» **EXERCISE PROMPT**: Return all the data below as it stands, minus the pictures.

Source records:

━━━━━━━━

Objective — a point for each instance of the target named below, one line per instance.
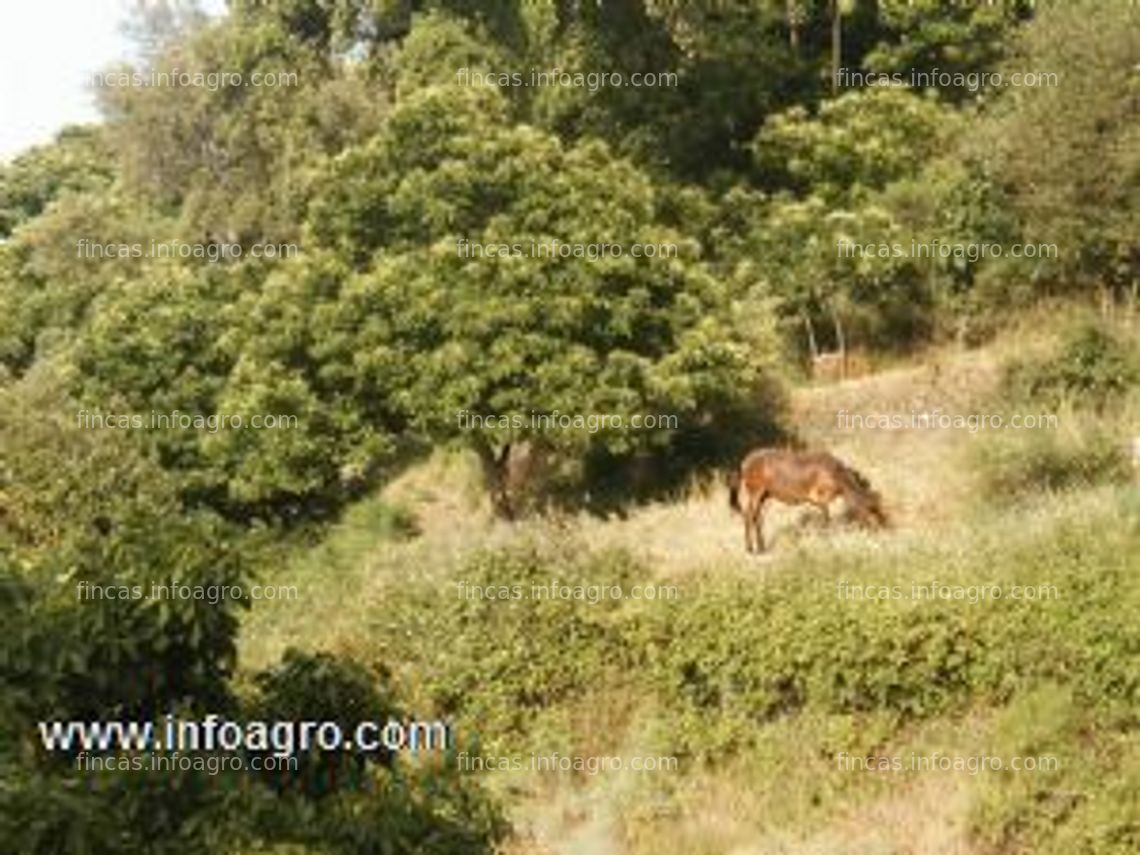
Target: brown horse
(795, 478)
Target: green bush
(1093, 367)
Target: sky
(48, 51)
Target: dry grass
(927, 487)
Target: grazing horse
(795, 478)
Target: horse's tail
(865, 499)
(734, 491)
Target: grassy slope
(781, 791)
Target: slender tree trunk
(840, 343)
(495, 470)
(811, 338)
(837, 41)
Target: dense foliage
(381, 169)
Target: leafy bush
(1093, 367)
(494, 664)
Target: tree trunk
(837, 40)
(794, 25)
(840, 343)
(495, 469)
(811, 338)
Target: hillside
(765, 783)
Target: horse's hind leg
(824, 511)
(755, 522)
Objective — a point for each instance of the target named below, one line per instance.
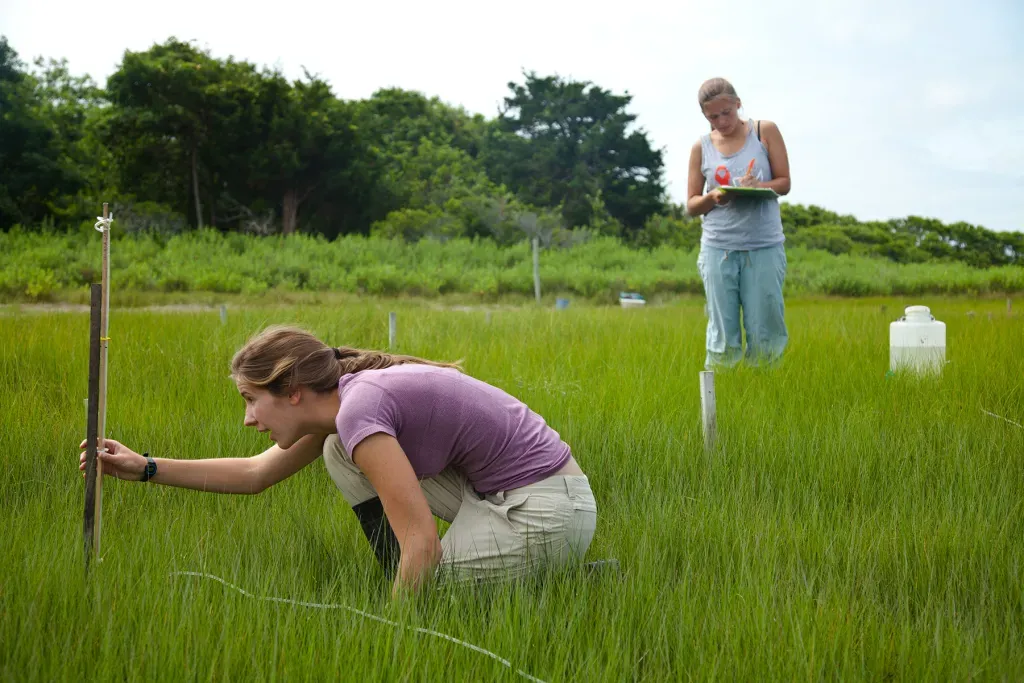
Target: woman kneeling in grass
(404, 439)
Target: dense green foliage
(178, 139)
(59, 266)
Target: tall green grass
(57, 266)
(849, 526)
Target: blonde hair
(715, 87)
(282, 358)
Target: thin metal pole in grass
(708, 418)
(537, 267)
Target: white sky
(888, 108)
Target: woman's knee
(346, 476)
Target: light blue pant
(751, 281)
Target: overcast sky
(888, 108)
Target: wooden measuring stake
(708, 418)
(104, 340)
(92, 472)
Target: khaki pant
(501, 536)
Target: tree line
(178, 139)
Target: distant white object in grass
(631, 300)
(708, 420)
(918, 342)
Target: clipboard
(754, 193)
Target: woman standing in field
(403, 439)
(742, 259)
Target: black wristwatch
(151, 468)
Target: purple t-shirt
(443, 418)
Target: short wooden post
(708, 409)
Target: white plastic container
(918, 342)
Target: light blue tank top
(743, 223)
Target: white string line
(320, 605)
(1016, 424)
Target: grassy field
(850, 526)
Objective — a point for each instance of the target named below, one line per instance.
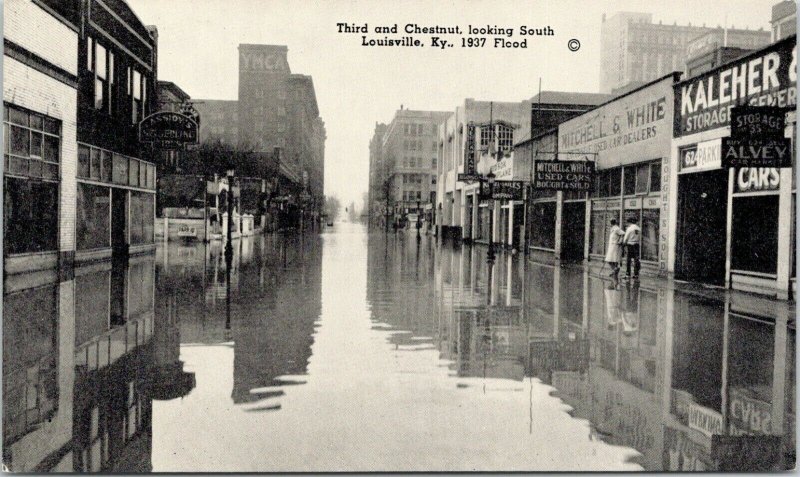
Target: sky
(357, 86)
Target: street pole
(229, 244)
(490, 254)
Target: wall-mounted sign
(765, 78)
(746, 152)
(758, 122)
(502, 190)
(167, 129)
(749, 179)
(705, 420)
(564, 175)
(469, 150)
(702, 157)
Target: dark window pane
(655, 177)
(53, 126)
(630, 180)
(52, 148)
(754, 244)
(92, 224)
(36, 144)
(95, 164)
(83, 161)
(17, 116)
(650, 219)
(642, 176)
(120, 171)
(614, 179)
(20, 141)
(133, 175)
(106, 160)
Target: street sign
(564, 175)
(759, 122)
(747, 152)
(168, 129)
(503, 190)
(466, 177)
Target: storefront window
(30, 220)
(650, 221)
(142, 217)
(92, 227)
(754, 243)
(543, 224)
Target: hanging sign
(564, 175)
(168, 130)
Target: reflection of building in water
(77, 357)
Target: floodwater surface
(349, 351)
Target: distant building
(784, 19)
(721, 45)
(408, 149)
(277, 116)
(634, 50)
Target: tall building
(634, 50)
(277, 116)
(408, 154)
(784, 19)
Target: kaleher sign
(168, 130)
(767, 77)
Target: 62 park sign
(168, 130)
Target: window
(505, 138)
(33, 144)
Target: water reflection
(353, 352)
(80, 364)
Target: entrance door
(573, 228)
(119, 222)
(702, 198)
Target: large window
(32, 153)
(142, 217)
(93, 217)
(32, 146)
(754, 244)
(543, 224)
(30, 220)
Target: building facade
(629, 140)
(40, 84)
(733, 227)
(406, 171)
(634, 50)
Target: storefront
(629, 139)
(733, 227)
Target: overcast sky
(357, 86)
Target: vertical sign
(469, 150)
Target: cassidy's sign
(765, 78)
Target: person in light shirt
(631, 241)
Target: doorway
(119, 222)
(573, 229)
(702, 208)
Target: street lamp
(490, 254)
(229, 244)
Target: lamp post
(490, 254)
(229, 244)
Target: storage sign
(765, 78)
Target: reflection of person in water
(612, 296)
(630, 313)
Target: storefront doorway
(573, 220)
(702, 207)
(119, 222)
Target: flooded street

━━━━━━━━

» **ANSWER TO THIS TASK**:
Objective — a point for each instance of the target named below, one line per instance.
Target: brown horse
(795, 478)
Target: green bush
(1093, 367)
Target: sky
(48, 51)
Target: dry grass
(927, 487)
Target: grazing horse
(795, 478)
Target: horse's tail
(865, 499)
(734, 491)
Target: grassy slope
(781, 791)
Target: slender tree trunk
(840, 343)
(495, 470)
(811, 338)
(837, 41)
Target: dense foliage
(381, 169)
Target: leafy bush
(1093, 367)
(494, 664)
Target: tree trunk
(837, 40)
(794, 25)
(840, 343)
(495, 469)
(811, 338)
Target: hillside
(765, 783)
Target: horse's hind leg
(824, 511)
(755, 522)
Objective — a point for each instance of the target named below, one line per instance.
Target: woman kneeling in grass
(404, 439)
Target: dense green foliage
(178, 139)
(59, 266)
Target: tall green grass
(57, 266)
(849, 526)
Target: blonde hair
(715, 87)
(282, 358)
Target: thin metal pole in grass
(708, 418)
(537, 267)
Target: white sky
(888, 108)
Target: woman's knee
(346, 476)
Target: light blue pant
(751, 281)
Target: overcast sky
(888, 108)
Target: wooden measuring stake
(708, 418)
(104, 340)
(92, 472)
Target: khaki pant
(501, 536)
Target: tree line
(178, 139)
Target: distant white object in grass
(631, 300)
(708, 420)
(918, 342)
Target: clipboard
(754, 193)
Target: woman standing in field
(403, 439)
(742, 259)
Target: black wristwatch
(151, 468)
Target: purple t-shirt
(443, 418)
Target: short wooden post
(708, 409)
Target: white plastic container
(918, 342)
Target: light blue tank top
(743, 223)
Target: white string line
(320, 605)
(1016, 424)
Target: grassy field
(850, 526)
Objective — a point for each instance of the target named below, one line per instance.
Target: sky
(357, 86)
Target: street pole
(229, 244)
(490, 254)
Target: wall-mounted sign
(765, 78)
(746, 152)
(758, 122)
(502, 190)
(167, 129)
(749, 179)
(705, 420)
(564, 175)
(469, 150)
(702, 157)
Target: dark window pane
(655, 177)
(53, 126)
(630, 180)
(52, 148)
(754, 244)
(92, 224)
(36, 144)
(95, 164)
(83, 161)
(17, 116)
(650, 219)
(642, 176)
(120, 171)
(614, 179)
(20, 141)
(133, 175)
(106, 160)
Target: street sign
(564, 175)
(759, 122)
(747, 152)
(168, 129)
(503, 190)
(466, 177)
Target: storefront window
(30, 220)
(650, 221)
(142, 217)
(92, 227)
(754, 243)
(543, 224)
Target: hanging sign
(564, 175)
(168, 130)
Target: reflection of building in water
(77, 357)
Target: floodwater surface
(349, 351)
Target: distant building
(784, 19)
(721, 45)
(408, 149)
(277, 116)
(634, 50)
Target: tall building
(634, 50)
(277, 116)
(408, 154)
(784, 19)
Target: kaleher sign
(168, 130)
(767, 77)
Target: 62 park sign
(168, 130)
Target: window
(505, 138)
(33, 144)
Target: water reflection
(353, 352)
(80, 364)
Target: entrance door
(573, 228)
(119, 222)
(702, 198)
Target: large window
(32, 153)
(142, 217)
(93, 217)
(32, 146)
(754, 244)
(543, 224)
(30, 220)
Target: building facade
(629, 140)
(40, 84)
(733, 227)
(406, 171)
(634, 50)
Target: storefront
(629, 139)
(733, 227)
Target: overcast sky
(357, 86)
Target: vertical sign
(469, 150)
Target: cassidy's sign
(765, 78)
Target: person in light shirt
(631, 241)
Target: doorway
(119, 222)
(573, 229)
(702, 208)
Target: street lamp
(490, 254)
(229, 244)
Target: lamp post
(490, 254)
(229, 244)
Target: storage sign
(765, 78)
Target: reflection of person in water
(612, 296)
(630, 313)
Target: storefront doorway
(573, 220)
(702, 207)
(119, 222)
Target: flooded street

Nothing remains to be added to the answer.